* _TASK TO CARRY OUT_: Locate each line of the material that contains "pair", then return it.

━━ DATA EXTRACTS ━━

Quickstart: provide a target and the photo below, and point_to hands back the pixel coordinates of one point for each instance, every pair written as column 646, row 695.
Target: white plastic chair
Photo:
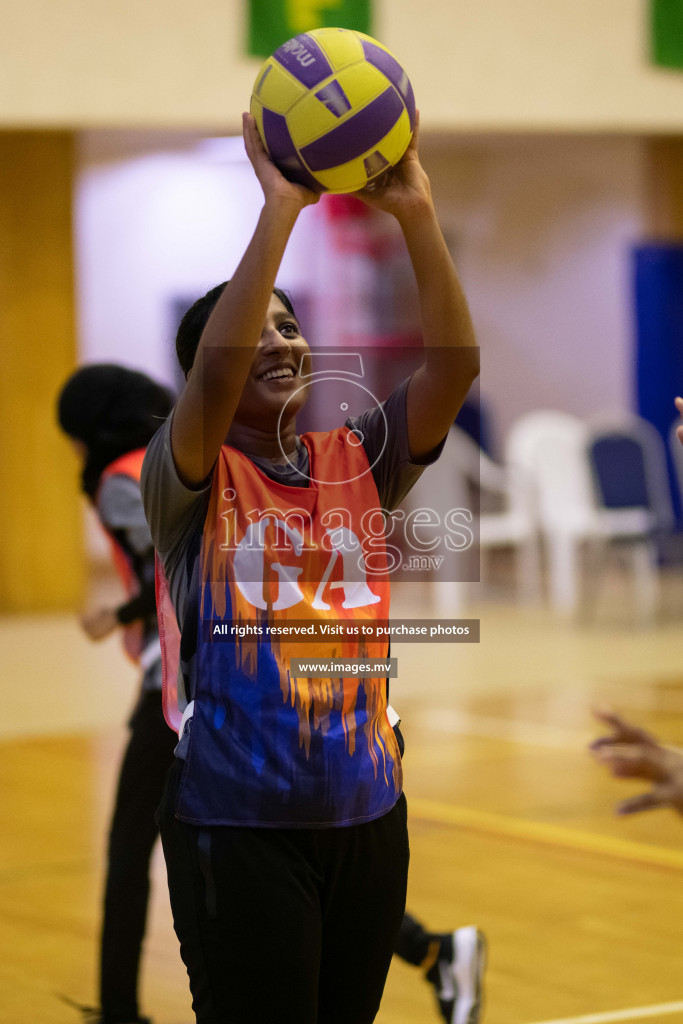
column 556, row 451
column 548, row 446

━━━
━━ DATA EXTRACTS ━━

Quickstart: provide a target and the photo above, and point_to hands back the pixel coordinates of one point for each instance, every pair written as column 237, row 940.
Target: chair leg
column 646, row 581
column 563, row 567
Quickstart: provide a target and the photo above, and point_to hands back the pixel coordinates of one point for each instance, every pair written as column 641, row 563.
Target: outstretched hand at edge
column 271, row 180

━━━

* _REPLY_:
Quickstart: provide a target and the photo below, and point_to hands back the pixel coordinates of one point for each instance, every pair written as column 646, row 695.
Quickstart: provide a target and the photo above, and point_to hands back the pixel coordinates of one point for each instance, every pair written as column 237, row 940.
Quickstart: provide a target and the photo above, and point_to hands back the pixel coordinates of one point for each instance, every pair written as column 641, row 563.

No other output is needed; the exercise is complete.